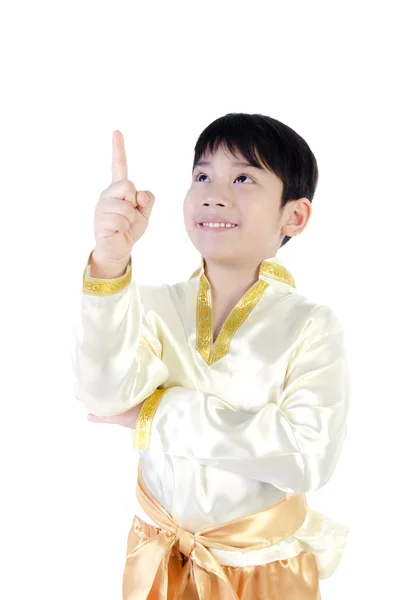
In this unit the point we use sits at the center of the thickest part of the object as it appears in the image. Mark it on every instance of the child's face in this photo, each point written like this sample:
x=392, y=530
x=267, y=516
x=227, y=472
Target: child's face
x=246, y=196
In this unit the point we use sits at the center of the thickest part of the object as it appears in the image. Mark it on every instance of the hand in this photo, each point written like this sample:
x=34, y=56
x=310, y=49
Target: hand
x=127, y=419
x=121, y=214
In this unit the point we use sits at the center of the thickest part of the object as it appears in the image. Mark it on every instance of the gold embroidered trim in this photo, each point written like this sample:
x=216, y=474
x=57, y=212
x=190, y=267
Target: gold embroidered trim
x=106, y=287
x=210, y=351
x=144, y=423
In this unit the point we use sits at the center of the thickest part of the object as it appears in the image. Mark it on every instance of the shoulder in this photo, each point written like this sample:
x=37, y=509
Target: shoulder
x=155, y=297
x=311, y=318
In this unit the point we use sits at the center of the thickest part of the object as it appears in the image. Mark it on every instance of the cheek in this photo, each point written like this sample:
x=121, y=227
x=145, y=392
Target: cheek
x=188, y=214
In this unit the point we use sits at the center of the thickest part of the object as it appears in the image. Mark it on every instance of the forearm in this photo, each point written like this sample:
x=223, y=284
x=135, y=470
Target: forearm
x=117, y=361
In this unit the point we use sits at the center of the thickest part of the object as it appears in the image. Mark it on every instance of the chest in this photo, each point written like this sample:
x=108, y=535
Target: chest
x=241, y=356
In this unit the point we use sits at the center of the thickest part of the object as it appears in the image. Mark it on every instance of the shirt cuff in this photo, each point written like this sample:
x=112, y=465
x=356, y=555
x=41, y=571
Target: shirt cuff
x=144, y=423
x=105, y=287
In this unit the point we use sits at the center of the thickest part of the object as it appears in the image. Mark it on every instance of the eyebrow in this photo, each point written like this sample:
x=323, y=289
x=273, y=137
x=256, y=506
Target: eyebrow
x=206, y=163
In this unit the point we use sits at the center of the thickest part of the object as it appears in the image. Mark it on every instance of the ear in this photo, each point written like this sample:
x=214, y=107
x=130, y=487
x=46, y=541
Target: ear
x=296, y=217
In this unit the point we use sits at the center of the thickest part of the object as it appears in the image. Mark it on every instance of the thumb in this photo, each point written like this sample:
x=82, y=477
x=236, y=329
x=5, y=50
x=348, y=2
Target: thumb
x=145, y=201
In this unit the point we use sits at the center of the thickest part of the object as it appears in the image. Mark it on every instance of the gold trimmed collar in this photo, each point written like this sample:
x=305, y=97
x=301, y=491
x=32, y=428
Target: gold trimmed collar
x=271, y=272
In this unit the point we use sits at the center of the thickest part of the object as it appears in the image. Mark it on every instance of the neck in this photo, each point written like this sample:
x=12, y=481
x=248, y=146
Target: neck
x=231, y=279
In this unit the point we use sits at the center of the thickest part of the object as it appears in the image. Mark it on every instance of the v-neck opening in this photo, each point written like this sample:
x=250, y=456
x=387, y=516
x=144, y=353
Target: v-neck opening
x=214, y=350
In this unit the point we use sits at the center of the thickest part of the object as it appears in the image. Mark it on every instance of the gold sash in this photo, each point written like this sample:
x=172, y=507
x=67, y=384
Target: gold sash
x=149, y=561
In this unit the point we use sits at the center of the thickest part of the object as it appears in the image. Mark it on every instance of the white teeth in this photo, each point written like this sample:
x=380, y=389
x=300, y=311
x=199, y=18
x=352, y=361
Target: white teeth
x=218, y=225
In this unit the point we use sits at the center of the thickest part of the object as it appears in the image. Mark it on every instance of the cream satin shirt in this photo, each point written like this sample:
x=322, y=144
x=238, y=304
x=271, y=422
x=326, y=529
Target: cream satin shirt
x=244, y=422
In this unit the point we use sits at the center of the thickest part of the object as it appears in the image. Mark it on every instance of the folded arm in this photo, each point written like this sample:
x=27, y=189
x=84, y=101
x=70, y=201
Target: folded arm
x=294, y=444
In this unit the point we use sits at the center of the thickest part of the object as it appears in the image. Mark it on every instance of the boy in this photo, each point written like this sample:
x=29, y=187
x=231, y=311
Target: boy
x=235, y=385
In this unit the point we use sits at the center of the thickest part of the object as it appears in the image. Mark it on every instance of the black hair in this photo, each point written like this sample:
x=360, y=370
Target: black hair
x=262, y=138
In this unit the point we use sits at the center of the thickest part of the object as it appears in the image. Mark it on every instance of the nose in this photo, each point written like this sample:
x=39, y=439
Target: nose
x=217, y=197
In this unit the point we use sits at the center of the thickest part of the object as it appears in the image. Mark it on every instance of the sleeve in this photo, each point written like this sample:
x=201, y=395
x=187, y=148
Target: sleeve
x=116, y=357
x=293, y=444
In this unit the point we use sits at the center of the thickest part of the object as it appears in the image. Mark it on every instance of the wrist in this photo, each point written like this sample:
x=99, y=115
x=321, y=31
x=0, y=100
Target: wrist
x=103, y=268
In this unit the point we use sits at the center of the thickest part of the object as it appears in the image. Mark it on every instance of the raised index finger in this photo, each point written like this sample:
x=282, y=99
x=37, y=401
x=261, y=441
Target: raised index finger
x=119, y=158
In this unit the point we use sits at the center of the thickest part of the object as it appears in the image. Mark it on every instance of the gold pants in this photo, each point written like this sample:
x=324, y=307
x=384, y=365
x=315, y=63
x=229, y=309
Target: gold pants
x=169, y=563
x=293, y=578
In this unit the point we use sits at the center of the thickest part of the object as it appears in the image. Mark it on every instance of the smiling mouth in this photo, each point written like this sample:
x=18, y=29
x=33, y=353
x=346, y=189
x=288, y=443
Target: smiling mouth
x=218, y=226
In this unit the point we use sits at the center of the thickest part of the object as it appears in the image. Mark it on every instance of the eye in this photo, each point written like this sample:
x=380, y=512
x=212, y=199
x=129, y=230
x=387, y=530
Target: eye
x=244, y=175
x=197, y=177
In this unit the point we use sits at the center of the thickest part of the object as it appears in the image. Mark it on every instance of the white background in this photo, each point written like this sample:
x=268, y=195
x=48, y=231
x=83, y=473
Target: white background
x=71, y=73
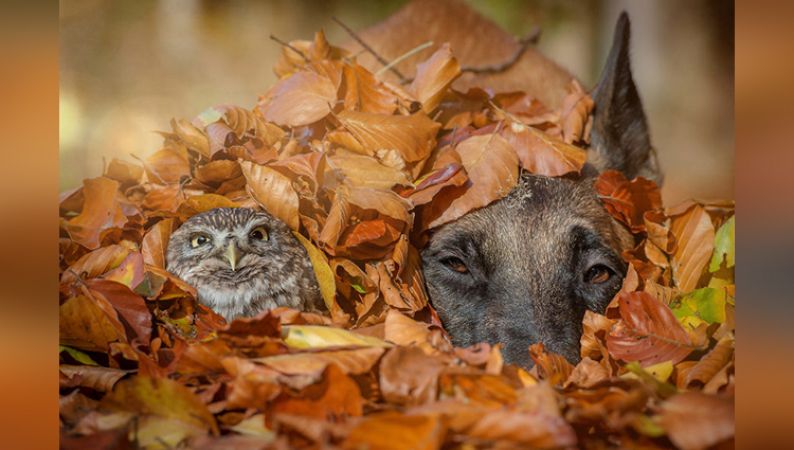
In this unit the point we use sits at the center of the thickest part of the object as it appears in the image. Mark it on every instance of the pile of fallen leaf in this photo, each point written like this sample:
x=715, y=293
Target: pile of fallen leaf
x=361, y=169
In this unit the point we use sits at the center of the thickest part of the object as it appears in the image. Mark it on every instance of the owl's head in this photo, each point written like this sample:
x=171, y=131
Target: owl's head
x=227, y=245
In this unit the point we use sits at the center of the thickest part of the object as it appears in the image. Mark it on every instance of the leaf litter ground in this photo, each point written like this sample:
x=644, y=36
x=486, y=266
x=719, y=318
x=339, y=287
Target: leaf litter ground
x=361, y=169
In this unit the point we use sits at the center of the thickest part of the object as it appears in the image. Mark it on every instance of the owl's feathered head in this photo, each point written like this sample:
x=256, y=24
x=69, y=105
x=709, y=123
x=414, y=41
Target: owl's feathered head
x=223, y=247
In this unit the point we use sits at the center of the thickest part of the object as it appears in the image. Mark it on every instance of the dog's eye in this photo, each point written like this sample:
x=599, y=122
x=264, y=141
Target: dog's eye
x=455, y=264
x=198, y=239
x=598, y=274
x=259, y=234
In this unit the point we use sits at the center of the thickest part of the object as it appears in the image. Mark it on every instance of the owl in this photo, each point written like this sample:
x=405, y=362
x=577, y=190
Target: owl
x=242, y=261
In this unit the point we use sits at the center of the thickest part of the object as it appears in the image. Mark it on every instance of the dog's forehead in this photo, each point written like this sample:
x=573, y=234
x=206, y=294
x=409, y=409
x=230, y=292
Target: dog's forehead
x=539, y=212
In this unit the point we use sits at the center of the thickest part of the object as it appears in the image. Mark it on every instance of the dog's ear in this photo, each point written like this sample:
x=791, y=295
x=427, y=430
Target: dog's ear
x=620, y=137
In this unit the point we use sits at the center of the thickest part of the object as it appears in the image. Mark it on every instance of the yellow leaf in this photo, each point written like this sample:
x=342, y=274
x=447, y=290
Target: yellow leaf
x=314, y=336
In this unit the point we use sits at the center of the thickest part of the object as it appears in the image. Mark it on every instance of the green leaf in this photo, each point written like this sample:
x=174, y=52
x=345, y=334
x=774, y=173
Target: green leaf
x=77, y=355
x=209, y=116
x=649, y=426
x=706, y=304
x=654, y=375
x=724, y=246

- SET PROBLEM
Please copy out the lines from the line with "of the leaf" to the line with "x=620, y=137", both ends included, without changing a character.

- CORRECT RESPONSE
In this unit the point we use sits at the center of the thickest part of the object as it appears in the image. Mark it on every instance of the leaf litter ground in this photo, each point written like this sample:
x=644, y=36
x=486, y=266
x=719, y=318
x=339, y=287
Target: leaf litter ground
x=361, y=169
In this unit the point we use sits at the center of the thickest part of the object as it appears in the image. Mark it on every instance of the owl's feathered head in this photo, each point written like this sample:
x=256, y=24
x=69, y=105
x=709, y=123
x=414, y=41
Target: owl's feathered head
x=223, y=247
In this unit the point we use sits at the center of the thickest part of the object as it appears in the image. Mark it on every instance of the dog's eye in this photo, each point written like this sample:
x=599, y=122
x=264, y=141
Target: dog's eye
x=455, y=264
x=198, y=239
x=598, y=274
x=259, y=234
In this unit the point we use sits at the center of the thickest part of the object as it appears in the image. Mark it on every instance of the owl in this photo, each point written like this sample:
x=405, y=362
x=577, y=190
Target: owl
x=242, y=261
In this unit the point we use sits at the center of the thickest part of the object as it appears in the image. Mark it on every instance of the dog's forehead in this photo, each point written like this sample:
x=573, y=234
x=206, y=294
x=409, y=409
x=230, y=292
Target: dog's forehead
x=539, y=212
In this unit the point we use sits at the center of the thickest part of the object as it appears in the image. Mark it on every instance of the dog's ear in this photo, each point written like this sample:
x=791, y=295
x=427, y=430
Target: dog's ear
x=620, y=137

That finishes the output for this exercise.